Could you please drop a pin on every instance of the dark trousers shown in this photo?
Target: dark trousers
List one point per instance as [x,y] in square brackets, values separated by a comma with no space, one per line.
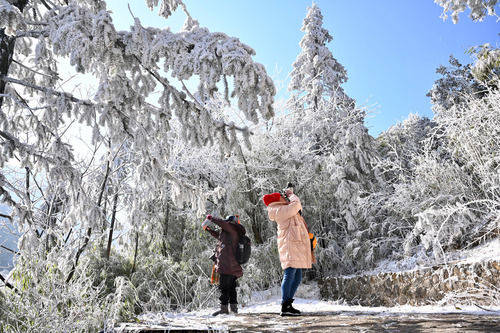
[227,288]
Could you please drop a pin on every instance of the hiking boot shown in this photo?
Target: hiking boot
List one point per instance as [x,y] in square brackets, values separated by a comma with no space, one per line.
[292,309]
[223,310]
[287,310]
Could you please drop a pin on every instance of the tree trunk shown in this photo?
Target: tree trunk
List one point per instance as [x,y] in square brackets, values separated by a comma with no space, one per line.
[7,44]
[112,226]
[135,252]
[252,198]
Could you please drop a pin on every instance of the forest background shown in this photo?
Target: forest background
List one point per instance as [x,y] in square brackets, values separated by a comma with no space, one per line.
[105,185]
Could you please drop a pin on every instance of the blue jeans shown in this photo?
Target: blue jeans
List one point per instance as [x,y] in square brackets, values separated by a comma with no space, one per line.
[291,280]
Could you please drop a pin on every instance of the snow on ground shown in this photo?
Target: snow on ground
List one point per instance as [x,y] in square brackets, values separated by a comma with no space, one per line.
[307,300]
[484,252]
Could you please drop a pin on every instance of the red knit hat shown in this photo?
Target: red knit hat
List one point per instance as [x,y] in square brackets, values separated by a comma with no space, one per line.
[268,198]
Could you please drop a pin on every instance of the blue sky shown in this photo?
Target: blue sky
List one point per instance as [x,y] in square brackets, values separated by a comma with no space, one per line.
[390,48]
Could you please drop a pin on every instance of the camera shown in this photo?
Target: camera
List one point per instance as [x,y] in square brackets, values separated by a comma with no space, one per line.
[283,191]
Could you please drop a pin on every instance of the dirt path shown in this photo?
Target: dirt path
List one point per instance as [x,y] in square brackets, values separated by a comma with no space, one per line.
[325,322]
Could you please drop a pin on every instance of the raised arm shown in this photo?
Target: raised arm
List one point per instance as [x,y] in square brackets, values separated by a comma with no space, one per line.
[284,212]
[221,223]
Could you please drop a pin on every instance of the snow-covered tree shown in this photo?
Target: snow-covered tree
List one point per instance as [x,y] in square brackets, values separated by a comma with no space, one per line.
[316,73]
[479,9]
[455,86]
[66,205]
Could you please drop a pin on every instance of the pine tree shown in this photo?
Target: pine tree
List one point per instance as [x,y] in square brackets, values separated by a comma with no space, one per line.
[328,121]
[316,73]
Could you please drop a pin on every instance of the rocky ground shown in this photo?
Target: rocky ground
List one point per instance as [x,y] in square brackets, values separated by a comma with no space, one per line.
[324,322]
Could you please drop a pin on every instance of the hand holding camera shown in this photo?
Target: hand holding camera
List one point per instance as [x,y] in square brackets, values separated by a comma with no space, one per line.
[208,224]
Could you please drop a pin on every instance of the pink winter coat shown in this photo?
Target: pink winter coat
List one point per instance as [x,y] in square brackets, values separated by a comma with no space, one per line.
[293,239]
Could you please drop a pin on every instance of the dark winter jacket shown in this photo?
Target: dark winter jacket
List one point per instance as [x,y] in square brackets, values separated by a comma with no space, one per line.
[225,252]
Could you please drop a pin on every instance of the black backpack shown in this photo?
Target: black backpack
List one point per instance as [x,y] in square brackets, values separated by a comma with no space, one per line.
[244,246]
[243,250]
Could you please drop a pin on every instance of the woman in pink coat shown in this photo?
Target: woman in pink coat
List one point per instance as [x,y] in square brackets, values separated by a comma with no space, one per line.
[293,244]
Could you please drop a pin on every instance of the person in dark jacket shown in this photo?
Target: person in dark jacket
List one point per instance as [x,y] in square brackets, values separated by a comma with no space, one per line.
[226,264]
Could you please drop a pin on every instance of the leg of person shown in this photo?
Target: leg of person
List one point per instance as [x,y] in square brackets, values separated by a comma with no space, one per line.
[233,295]
[225,282]
[286,289]
[295,284]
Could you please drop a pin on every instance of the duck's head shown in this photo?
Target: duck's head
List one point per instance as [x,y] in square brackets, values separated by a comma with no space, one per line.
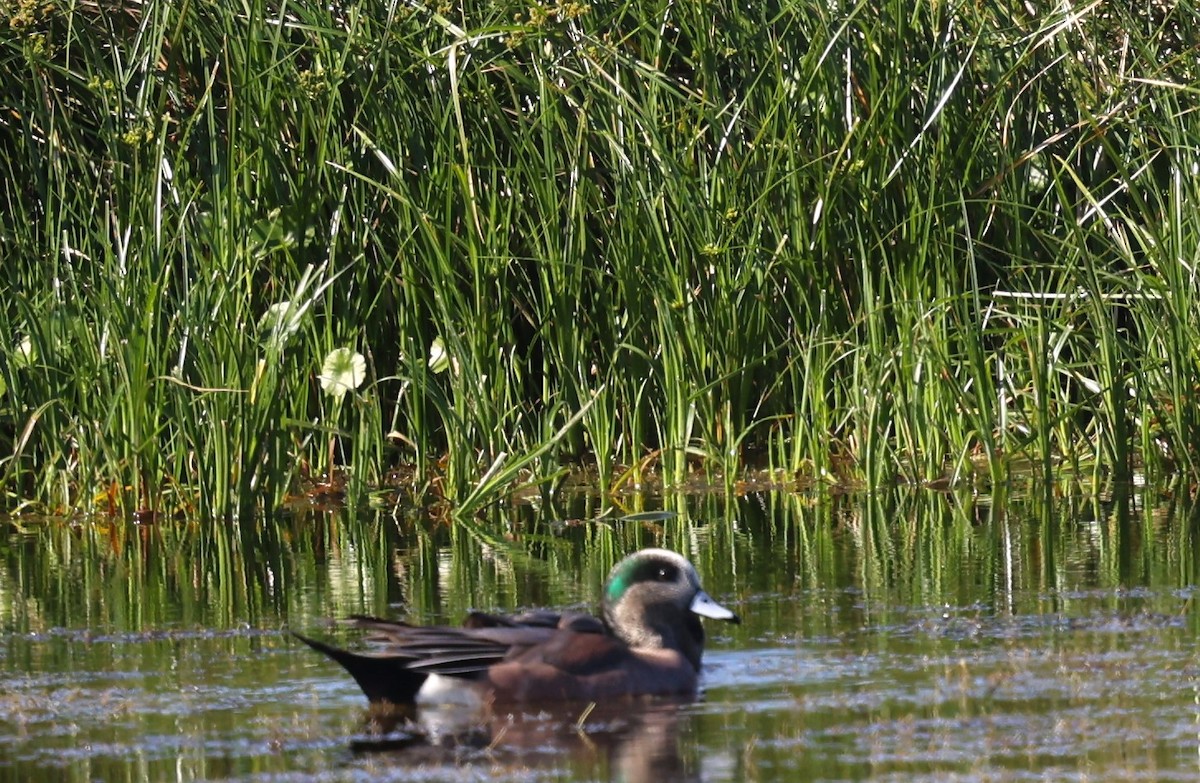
[653,599]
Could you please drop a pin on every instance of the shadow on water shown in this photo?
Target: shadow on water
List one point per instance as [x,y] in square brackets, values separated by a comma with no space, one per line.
[905,635]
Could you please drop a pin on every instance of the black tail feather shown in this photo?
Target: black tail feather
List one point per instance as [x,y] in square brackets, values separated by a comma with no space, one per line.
[382,679]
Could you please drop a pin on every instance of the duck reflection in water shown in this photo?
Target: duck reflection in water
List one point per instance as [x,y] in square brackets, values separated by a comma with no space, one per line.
[635,741]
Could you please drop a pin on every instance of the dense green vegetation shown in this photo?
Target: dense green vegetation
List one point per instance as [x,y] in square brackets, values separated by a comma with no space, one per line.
[839,241]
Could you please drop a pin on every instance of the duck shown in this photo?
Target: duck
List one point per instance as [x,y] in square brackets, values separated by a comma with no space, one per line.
[647,641]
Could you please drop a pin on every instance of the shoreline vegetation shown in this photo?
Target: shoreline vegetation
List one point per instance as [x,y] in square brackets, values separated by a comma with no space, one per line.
[441,252]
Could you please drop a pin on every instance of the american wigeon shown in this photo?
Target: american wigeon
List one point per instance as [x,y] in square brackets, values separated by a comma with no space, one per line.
[647,641]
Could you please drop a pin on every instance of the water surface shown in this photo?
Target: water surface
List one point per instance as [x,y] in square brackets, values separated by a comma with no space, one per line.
[907,637]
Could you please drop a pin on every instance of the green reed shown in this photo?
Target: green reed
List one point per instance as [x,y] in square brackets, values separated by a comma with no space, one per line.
[852,244]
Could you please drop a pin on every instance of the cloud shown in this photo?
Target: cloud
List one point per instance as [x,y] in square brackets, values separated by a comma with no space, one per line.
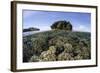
[82,28]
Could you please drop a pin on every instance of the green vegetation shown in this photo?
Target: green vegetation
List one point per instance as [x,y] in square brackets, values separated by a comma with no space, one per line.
[56,45]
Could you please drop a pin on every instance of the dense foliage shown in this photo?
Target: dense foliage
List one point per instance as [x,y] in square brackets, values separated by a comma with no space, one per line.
[56,45]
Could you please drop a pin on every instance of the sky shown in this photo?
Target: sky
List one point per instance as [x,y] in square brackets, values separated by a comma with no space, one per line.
[44,19]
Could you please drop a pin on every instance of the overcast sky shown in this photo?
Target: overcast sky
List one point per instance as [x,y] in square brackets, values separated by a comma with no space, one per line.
[44,19]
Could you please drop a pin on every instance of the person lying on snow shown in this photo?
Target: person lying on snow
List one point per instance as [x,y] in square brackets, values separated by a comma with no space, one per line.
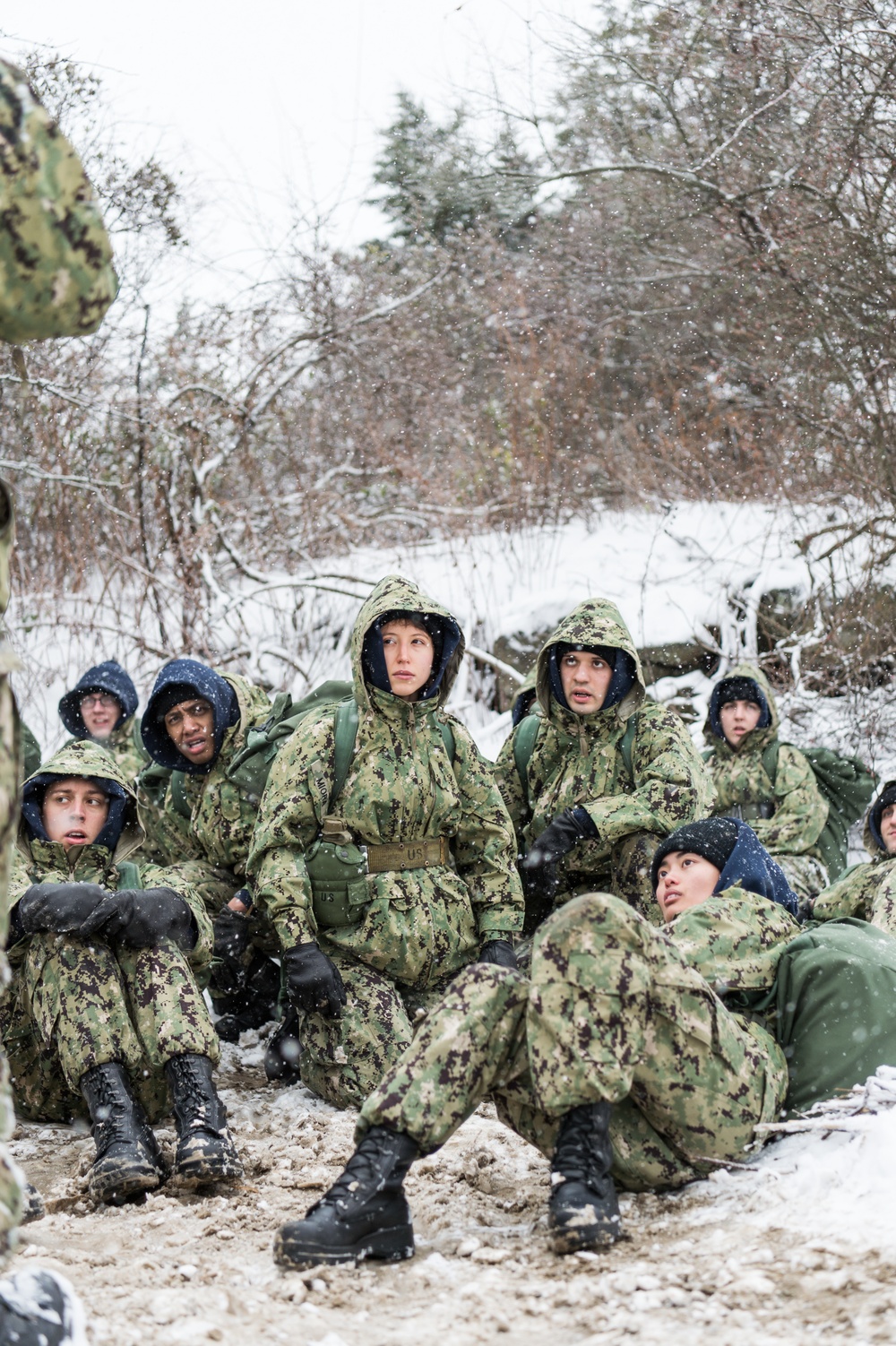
[102,707]
[617,1057]
[868,892]
[436,884]
[104,1008]
[598,774]
[195,724]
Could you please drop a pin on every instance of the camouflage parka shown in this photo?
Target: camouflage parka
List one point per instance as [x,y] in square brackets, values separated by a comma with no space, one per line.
[739,775]
[421,925]
[866,890]
[56,259]
[124,745]
[222,815]
[577,759]
[48,862]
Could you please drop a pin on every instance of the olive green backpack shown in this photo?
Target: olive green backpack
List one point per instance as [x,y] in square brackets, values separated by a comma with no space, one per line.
[528,734]
[251,767]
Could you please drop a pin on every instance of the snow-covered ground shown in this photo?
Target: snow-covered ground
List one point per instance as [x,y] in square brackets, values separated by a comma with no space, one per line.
[797,1247]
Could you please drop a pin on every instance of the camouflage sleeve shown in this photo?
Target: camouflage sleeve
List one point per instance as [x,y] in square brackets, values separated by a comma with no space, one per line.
[852,895]
[56,259]
[801,810]
[486,849]
[672,782]
[289,817]
[153,876]
[512,788]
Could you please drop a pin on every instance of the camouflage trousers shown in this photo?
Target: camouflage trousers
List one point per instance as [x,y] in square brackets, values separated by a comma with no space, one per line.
[11,1178]
[611,1011]
[805,874]
[73,1005]
[627,876]
[343,1058]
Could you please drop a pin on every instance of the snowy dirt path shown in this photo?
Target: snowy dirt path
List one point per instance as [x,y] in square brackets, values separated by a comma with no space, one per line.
[734,1260]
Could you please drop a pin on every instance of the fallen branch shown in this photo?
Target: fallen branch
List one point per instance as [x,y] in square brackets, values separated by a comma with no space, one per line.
[485,657]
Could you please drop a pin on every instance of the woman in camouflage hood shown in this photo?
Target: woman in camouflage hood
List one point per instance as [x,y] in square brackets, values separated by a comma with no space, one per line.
[868,892]
[606,780]
[440,887]
[788,813]
[201,818]
[104,1008]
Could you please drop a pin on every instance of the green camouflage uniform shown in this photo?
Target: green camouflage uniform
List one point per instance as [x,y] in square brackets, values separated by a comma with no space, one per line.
[30,753]
[56,280]
[577,759]
[124,745]
[222,815]
[614,1010]
[75,1005]
[866,892]
[420,925]
[801,809]
[56,260]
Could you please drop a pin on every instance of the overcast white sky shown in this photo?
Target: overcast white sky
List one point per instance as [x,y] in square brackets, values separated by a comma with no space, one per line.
[281,99]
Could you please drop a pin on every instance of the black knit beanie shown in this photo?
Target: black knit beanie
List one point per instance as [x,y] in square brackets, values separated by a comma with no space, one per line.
[715,839]
[739,689]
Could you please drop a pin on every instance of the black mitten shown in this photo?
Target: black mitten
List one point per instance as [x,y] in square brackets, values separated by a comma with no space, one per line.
[499,952]
[558,837]
[313,981]
[233,940]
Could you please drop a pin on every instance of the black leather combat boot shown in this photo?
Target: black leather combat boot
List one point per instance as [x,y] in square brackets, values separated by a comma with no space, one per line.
[206,1151]
[364,1214]
[284,1048]
[39,1308]
[128,1160]
[32,1205]
[582,1211]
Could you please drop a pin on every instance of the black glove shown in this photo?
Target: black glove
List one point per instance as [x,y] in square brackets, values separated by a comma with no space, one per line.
[142,919]
[499,952]
[56,908]
[558,839]
[233,938]
[313,981]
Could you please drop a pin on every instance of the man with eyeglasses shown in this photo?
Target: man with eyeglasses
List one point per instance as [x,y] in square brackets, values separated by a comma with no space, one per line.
[102,707]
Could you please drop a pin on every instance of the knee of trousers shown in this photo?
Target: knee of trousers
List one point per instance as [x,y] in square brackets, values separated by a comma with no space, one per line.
[587,922]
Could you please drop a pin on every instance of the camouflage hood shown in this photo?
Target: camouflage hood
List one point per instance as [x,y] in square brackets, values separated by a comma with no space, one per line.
[121,833]
[396,594]
[758,738]
[593,622]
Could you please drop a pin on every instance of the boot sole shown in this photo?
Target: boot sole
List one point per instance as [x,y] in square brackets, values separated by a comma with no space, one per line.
[112,1190]
[573,1238]
[383,1246]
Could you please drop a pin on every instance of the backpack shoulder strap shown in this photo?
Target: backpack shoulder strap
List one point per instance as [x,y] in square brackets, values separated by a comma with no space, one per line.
[128,876]
[628,738]
[448,739]
[346,731]
[179,794]
[525,746]
[770,759]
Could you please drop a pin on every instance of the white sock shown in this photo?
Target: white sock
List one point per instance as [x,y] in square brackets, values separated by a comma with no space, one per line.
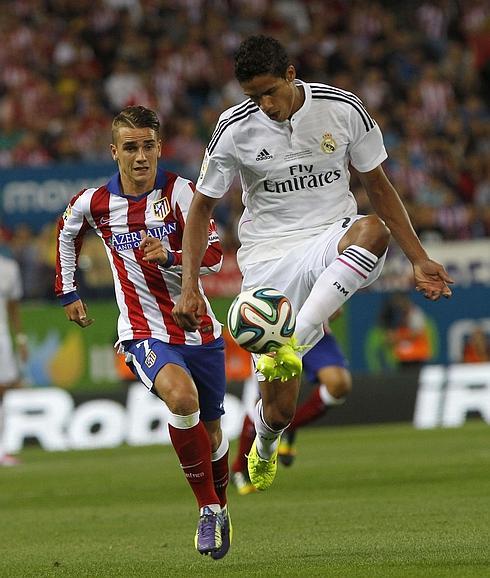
[267,439]
[340,280]
[327,398]
[216,508]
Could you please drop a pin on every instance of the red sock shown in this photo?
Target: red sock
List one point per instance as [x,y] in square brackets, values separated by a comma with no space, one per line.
[312,408]
[221,476]
[194,452]
[247,437]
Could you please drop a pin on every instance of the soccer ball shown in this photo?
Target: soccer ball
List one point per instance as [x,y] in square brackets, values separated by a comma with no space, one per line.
[261,320]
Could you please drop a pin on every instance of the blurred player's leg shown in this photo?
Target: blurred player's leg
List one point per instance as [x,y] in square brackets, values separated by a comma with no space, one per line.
[323,397]
[239,475]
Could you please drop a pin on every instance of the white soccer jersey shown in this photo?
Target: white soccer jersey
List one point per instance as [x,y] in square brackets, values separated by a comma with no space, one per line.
[294,174]
[145,292]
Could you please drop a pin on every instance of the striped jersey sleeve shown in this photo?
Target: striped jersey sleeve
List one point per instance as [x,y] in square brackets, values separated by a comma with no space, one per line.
[72,227]
[366,149]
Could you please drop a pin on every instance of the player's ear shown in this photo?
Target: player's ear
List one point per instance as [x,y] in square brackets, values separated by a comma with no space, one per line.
[290,73]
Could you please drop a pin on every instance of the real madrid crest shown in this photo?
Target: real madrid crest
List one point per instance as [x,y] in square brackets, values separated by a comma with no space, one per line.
[161,208]
[328,145]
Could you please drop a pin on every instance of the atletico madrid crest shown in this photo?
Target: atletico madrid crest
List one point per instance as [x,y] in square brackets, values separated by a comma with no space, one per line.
[328,145]
[161,208]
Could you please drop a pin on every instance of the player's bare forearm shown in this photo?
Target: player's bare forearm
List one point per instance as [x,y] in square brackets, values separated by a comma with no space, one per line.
[195,239]
[389,207]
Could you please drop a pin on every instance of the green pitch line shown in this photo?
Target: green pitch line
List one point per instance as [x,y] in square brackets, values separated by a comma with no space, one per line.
[367,502]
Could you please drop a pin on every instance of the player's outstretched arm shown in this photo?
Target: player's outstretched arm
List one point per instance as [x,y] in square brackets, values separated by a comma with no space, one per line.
[77,312]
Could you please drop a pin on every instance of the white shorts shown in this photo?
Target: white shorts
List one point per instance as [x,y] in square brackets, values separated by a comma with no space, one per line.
[295,273]
[9,371]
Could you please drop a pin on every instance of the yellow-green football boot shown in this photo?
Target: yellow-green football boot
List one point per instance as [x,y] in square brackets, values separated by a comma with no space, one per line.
[261,472]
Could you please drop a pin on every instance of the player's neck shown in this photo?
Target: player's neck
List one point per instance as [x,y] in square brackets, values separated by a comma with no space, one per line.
[135,189]
[298,99]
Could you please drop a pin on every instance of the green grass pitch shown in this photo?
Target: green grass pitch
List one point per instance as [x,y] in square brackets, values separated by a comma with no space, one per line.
[365,501]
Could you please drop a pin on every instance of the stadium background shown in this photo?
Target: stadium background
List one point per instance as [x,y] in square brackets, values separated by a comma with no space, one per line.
[423,70]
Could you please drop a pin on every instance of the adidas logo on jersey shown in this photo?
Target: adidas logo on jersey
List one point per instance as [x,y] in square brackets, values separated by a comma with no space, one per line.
[264,155]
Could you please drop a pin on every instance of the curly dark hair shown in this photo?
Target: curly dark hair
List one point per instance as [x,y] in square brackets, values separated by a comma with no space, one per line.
[136,117]
[258,55]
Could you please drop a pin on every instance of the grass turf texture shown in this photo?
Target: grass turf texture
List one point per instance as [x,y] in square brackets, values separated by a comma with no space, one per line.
[374,501]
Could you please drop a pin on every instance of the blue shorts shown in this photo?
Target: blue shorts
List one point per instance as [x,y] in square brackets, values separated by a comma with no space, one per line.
[326,352]
[204,363]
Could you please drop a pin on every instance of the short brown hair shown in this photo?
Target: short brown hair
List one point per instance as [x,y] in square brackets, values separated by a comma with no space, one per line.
[136,117]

#### [WHAT YOU HAVE TO DO]
Print only the lines from the one with "pitch shown in this photo?" to the end of the records, both included.

#### [EXERCISE SOLUTION]
Could you please drop a pin on every instance of the green grass pitch shown in this photo?
Target: green grass pitch
List one point per instance as [x,y] in square brackets, values separated by a comma with no space, one per line.
[365,501]
Could you please drop a pin on every instance of the stadium background shown in this photo?
Target: stadium background
List one point per instance as [x,y] in square brackets, values separated by a comma with no space, one per line.
[423,70]
Could you please drop a pin on every instance of the adidas logo on jersey shown in this photo?
Target: adidas logo on jersey
List one point per instance as [x,y] in square brackets, values separated by a comma with no space, one per line.
[264,155]
Could you please drop a pin on every instance of the curly dark hair shown in this photo?
Target: curly dark hair
List one point per instance as [x,y] in square brackets, values separated by a comma with no space, one per line.
[136,117]
[258,55]
Could you please drop a pin on every instance of the grass turf texture shown in this photo?
Target: grass turf texture
List one point per instance as [x,y] in square brackets, values separated by a comma with no space, one per line.
[374,501]
Could you please drop a pin on every instance of the blue shorts shown in this photo?
Target: blue shorts
List one point per instance as [x,y] in square brackets, values separated by a comma with no space, one per line.
[326,352]
[204,363]
Could you please drop a pin on every instance of the short brown hair shown in this photo?
Target: short brown hair
List one point per instance as [x,y] in square brackets, values separated by a comma with no space, one per line.
[136,117]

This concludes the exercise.